Data listing |
------------------------------------------------------------
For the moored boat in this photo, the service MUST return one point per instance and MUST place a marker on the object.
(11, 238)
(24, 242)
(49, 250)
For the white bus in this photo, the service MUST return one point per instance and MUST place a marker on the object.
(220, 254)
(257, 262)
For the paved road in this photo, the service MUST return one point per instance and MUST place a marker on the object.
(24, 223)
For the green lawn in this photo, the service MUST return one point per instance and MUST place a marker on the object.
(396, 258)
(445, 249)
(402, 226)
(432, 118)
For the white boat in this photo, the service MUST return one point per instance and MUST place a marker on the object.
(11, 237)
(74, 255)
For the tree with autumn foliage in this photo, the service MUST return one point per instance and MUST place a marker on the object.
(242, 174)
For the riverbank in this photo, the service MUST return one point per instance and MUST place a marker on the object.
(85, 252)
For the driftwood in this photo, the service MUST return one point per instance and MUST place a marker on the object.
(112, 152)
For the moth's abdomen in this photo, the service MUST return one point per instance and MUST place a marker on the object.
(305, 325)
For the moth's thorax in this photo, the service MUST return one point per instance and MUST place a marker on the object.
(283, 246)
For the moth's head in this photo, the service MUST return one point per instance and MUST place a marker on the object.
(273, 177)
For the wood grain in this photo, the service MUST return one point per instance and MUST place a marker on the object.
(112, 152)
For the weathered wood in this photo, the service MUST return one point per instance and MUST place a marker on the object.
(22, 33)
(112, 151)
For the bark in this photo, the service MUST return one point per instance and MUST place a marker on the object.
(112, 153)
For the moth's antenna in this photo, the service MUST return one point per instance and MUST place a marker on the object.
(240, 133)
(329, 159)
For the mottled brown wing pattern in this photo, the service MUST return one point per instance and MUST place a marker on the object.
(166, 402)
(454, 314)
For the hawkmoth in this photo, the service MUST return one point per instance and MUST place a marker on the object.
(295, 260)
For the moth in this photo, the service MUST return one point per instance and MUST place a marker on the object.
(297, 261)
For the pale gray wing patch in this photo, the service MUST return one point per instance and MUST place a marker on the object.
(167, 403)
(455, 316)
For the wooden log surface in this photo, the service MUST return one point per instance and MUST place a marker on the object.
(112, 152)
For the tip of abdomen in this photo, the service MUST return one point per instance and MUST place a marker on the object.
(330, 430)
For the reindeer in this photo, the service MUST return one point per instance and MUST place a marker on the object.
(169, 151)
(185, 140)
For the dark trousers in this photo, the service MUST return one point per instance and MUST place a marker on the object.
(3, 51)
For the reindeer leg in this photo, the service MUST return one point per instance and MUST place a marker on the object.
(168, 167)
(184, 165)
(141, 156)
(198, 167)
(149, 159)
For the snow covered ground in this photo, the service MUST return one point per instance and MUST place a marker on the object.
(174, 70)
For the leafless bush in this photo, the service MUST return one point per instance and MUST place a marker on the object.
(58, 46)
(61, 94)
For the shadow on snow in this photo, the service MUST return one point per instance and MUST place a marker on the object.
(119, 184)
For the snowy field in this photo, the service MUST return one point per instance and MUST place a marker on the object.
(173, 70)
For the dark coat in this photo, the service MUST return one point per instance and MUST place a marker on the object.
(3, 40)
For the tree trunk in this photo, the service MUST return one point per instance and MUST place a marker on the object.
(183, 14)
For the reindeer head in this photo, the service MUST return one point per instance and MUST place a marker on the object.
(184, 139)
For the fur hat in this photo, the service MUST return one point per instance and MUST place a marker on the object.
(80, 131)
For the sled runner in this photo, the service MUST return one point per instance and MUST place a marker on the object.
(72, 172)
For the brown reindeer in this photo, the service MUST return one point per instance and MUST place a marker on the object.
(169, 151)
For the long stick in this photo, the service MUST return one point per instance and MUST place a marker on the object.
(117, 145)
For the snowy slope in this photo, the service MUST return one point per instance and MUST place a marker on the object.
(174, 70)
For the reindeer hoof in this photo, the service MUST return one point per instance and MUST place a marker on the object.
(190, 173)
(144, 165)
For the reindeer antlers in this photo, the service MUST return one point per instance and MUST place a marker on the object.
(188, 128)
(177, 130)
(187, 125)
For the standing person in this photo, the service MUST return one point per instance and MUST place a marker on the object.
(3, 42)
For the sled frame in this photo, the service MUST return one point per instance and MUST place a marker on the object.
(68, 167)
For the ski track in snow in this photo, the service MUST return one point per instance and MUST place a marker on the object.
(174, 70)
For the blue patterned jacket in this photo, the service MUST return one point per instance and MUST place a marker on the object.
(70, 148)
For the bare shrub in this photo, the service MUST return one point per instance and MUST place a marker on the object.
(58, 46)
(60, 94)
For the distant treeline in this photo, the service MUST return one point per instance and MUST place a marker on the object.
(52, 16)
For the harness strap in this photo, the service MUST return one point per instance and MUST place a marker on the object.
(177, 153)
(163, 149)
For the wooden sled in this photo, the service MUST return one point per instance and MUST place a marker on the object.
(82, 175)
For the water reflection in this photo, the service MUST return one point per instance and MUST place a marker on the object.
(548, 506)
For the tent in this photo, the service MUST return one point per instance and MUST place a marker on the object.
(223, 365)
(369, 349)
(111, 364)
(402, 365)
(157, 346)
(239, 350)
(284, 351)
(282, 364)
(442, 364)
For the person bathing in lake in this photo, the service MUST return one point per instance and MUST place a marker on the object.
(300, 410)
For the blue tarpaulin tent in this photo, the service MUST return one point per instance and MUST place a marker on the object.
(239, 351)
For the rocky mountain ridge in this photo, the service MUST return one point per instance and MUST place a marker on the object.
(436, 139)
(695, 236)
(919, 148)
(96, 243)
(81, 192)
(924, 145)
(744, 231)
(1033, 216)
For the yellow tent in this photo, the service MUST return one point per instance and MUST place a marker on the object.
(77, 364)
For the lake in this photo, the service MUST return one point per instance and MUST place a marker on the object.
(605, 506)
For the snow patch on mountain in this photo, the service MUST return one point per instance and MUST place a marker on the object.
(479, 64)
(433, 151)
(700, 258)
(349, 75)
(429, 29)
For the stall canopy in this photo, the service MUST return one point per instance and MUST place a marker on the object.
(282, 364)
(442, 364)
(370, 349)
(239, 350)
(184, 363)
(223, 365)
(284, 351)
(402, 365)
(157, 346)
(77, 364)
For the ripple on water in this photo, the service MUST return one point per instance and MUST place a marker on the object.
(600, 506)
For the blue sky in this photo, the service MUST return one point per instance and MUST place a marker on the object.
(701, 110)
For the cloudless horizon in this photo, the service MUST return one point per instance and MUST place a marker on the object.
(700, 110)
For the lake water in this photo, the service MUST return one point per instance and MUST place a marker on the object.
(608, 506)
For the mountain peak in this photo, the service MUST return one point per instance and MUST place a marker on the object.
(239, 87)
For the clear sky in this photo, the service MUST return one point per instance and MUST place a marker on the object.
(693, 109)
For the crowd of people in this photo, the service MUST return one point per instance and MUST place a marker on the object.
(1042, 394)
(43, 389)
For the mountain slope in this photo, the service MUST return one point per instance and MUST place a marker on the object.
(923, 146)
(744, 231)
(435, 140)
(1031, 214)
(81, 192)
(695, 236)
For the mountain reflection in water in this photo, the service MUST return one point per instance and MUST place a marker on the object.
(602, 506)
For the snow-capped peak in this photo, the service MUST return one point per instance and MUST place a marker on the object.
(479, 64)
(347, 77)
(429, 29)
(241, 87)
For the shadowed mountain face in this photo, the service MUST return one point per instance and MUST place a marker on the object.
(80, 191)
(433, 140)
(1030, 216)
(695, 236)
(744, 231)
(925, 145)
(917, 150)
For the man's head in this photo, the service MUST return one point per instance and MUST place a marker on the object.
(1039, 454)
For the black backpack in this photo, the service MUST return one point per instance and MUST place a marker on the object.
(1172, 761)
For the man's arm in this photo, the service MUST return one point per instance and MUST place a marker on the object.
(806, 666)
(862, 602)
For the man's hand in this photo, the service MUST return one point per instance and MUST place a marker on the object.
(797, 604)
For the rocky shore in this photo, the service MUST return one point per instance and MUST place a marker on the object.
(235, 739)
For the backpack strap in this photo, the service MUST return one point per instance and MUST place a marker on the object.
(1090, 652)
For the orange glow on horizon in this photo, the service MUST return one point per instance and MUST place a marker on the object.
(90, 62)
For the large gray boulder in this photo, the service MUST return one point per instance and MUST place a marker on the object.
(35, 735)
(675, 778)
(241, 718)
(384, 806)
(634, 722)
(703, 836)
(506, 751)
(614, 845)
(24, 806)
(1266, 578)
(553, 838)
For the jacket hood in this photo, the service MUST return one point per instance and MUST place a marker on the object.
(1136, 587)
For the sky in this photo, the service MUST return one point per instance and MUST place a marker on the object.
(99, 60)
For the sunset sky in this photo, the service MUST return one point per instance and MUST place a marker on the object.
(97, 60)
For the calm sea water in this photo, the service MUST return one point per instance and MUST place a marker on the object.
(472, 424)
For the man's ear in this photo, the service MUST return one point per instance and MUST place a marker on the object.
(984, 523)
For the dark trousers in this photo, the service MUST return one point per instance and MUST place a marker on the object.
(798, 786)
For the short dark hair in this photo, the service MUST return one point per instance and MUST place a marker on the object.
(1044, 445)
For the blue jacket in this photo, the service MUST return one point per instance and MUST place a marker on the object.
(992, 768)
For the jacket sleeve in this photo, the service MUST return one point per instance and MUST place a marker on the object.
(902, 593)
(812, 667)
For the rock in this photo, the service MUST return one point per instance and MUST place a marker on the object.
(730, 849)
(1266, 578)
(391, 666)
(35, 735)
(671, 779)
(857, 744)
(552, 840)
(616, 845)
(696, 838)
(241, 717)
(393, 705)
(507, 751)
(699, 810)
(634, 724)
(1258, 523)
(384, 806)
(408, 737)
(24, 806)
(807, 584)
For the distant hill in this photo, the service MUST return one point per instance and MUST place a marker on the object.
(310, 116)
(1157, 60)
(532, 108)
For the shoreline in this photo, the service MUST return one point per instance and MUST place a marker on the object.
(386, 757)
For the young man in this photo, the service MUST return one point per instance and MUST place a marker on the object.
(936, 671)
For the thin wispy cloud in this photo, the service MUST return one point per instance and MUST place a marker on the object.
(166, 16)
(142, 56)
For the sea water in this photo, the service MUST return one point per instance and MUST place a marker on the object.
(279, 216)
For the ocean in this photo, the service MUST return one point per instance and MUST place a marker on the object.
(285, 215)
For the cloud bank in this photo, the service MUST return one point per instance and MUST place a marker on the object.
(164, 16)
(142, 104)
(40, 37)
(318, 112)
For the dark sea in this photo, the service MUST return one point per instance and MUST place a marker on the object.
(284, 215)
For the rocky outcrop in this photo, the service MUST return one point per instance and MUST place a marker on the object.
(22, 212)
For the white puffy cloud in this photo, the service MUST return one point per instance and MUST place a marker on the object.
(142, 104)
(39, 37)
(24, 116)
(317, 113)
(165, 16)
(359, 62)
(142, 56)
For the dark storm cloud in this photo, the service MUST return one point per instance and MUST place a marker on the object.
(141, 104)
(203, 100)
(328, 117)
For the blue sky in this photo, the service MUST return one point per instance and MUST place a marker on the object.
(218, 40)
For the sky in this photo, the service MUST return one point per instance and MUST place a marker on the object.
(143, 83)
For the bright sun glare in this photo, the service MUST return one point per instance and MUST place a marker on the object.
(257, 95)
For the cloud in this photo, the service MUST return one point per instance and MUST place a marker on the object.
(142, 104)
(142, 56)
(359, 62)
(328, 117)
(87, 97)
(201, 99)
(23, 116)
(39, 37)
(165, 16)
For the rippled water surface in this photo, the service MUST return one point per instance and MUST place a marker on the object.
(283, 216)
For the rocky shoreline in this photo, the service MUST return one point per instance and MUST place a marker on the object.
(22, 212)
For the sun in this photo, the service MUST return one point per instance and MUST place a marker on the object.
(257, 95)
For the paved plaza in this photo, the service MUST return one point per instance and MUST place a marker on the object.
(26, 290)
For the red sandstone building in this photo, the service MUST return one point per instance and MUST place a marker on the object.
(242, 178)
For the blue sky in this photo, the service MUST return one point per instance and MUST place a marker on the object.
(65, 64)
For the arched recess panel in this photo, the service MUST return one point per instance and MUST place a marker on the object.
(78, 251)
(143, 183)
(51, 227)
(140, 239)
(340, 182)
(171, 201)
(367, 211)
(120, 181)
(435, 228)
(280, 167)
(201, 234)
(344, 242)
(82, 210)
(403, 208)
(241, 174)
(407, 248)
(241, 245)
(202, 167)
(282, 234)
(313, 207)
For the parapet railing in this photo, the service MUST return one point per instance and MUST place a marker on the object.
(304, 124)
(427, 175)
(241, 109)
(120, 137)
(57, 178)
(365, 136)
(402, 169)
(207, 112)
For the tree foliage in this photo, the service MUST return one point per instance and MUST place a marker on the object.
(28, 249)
------------------------------------------------------------
What you are asked to do | Nothing but the lines from the one with "For the arched" through the end of the data above should be repeated, each exactly as it stands.

Response |
For the arched recess panel in this photo, the service MUST return one point per instance and MUST place a marker on the object.
(78, 251)
(143, 183)
(51, 227)
(140, 239)
(340, 182)
(171, 201)
(367, 211)
(120, 181)
(435, 228)
(280, 167)
(201, 234)
(344, 242)
(82, 210)
(403, 208)
(241, 174)
(407, 248)
(241, 245)
(202, 167)
(282, 234)
(313, 207)
For the parapet railing in this photo, the service MUST return one point per instance and MUST place a marker on the object.
(304, 124)
(427, 175)
(241, 109)
(120, 137)
(57, 178)
(365, 136)
(402, 169)
(207, 112)
For the tree foliage in this photo, the service MUST return one point per instance and MUST place a marker on the object.
(28, 249)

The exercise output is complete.